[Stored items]
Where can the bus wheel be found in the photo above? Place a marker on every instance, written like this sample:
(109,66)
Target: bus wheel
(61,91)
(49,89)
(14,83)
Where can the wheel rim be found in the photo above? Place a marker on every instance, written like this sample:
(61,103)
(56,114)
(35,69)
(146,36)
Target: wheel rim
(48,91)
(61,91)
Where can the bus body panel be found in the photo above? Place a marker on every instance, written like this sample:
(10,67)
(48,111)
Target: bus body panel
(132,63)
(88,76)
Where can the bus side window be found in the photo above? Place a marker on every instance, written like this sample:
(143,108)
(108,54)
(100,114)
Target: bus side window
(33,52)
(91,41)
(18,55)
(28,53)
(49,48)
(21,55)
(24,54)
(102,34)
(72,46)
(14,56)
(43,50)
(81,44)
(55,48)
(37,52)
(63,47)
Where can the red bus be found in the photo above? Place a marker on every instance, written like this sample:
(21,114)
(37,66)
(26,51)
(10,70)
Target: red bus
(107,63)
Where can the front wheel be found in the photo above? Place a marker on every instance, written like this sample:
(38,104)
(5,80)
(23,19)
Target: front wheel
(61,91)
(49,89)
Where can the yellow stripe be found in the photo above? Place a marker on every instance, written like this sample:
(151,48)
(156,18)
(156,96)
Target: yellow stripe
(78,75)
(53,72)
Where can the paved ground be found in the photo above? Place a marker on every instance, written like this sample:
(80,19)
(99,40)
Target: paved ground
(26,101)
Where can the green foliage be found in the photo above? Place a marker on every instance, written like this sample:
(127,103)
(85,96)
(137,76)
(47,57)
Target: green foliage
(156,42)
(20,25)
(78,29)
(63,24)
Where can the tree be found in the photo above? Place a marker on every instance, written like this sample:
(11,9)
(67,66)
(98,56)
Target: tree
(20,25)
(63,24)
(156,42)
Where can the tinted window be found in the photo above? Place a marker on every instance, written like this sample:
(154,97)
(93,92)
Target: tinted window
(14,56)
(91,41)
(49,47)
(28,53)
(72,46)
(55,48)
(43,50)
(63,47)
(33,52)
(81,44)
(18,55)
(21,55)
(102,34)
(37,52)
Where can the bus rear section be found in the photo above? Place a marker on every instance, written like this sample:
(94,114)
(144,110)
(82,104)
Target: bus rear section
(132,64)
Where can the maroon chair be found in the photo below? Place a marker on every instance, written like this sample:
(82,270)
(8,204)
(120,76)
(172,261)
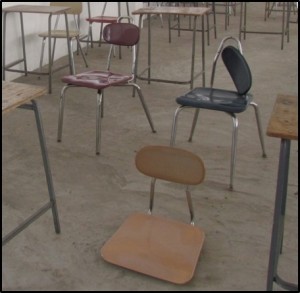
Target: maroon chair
(120,34)
(101,19)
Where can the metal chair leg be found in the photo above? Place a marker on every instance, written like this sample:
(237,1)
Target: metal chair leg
(233,148)
(98,120)
(174,125)
(144,106)
(194,124)
(61,112)
(261,137)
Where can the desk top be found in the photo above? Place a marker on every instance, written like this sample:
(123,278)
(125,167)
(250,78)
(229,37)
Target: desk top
(192,11)
(15,94)
(283,122)
(36,9)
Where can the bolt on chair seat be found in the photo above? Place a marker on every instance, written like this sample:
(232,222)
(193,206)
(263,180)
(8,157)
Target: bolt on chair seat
(96,79)
(230,102)
(154,245)
(120,34)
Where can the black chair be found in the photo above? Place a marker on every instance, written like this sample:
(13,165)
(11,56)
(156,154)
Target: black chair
(230,102)
(120,34)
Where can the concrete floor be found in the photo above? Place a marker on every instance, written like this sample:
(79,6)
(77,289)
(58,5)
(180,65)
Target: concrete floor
(95,194)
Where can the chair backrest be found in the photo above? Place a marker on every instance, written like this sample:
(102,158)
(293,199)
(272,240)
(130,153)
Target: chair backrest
(121,34)
(235,63)
(75,7)
(171,164)
(238,69)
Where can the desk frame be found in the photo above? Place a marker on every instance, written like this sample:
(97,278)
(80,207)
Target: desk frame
(286,129)
(40,9)
(51,204)
(189,11)
(284,29)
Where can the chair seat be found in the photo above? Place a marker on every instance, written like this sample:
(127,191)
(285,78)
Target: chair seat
(102,19)
(156,246)
(96,79)
(60,34)
(215,99)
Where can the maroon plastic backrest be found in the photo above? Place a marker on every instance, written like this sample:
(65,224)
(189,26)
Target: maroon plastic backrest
(121,34)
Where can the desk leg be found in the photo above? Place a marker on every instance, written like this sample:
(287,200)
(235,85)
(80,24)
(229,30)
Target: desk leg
(46,166)
(278,220)
(52,202)
(4,45)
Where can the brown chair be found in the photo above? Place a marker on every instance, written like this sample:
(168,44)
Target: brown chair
(74,34)
(120,34)
(153,245)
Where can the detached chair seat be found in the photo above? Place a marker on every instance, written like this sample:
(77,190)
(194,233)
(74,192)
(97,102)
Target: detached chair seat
(60,34)
(96,79)
(157,246)
(230,102)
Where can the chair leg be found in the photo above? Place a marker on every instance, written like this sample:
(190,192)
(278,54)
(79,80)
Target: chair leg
(194,124)
(190,203)
(61,112)
(152,187)
(42,54)
(174,125)
(98,120)
(72,56)
(233,148)
(257,115)
(144,106)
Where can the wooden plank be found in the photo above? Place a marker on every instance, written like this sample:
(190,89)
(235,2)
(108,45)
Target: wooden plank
(283,122)
(15,94)
(192,11)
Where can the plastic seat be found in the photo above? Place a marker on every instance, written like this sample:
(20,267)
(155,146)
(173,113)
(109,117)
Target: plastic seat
(120,34)
(157,246)
(75,11)
(227,101)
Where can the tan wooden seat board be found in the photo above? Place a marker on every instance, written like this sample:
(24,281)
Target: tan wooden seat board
(156,246)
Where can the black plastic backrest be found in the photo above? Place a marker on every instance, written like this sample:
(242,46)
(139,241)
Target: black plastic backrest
(238,69)
(121,34)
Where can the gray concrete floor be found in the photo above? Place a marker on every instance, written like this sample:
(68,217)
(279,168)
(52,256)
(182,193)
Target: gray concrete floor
(95,194)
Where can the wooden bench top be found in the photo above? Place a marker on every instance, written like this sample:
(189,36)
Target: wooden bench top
(15,94)
(192,11)
(283,122)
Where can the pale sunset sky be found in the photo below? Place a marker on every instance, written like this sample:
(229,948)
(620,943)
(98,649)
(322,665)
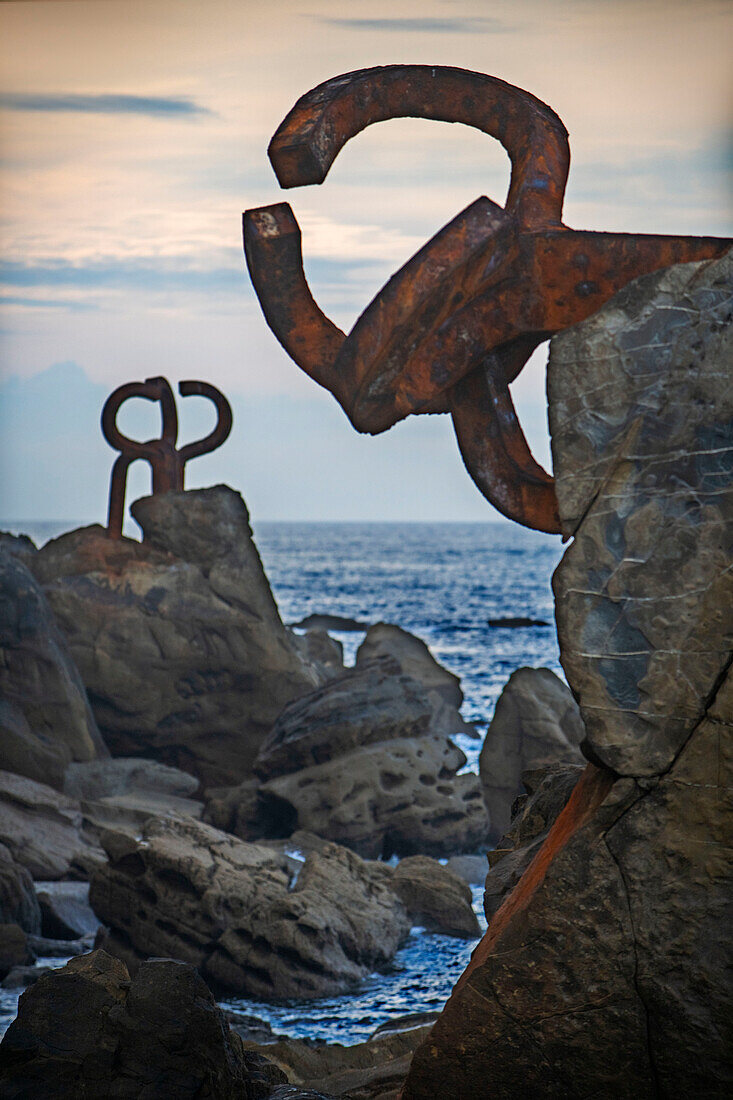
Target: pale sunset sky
(134,132)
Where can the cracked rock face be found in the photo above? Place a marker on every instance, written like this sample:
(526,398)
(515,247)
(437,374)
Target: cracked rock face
(178,639)
(641,408)
(536,723)
(237,912)
(605,971)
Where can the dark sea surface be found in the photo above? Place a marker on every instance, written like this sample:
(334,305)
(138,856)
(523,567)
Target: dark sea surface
(442,582)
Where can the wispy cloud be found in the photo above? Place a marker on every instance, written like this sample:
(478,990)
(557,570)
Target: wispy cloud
(427,24)
(149,106)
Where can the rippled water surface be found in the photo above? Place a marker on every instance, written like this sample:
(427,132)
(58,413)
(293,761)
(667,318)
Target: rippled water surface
(442,582)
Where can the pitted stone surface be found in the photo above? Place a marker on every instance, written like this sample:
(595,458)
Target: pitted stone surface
(641,407)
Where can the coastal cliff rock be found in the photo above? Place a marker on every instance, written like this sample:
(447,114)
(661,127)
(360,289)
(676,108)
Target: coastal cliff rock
(239,913)
(605,971)
(178,639)
(42,828)
(536,723)
(45,719)
(90,1031)
(359,761)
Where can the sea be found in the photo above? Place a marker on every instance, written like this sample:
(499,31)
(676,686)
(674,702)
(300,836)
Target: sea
(442,582)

*WHAT YOU HAVE TO DO:* After reading each line of the data, give only the number of lines that include the word "below".

*ANSWER SPACE:* 2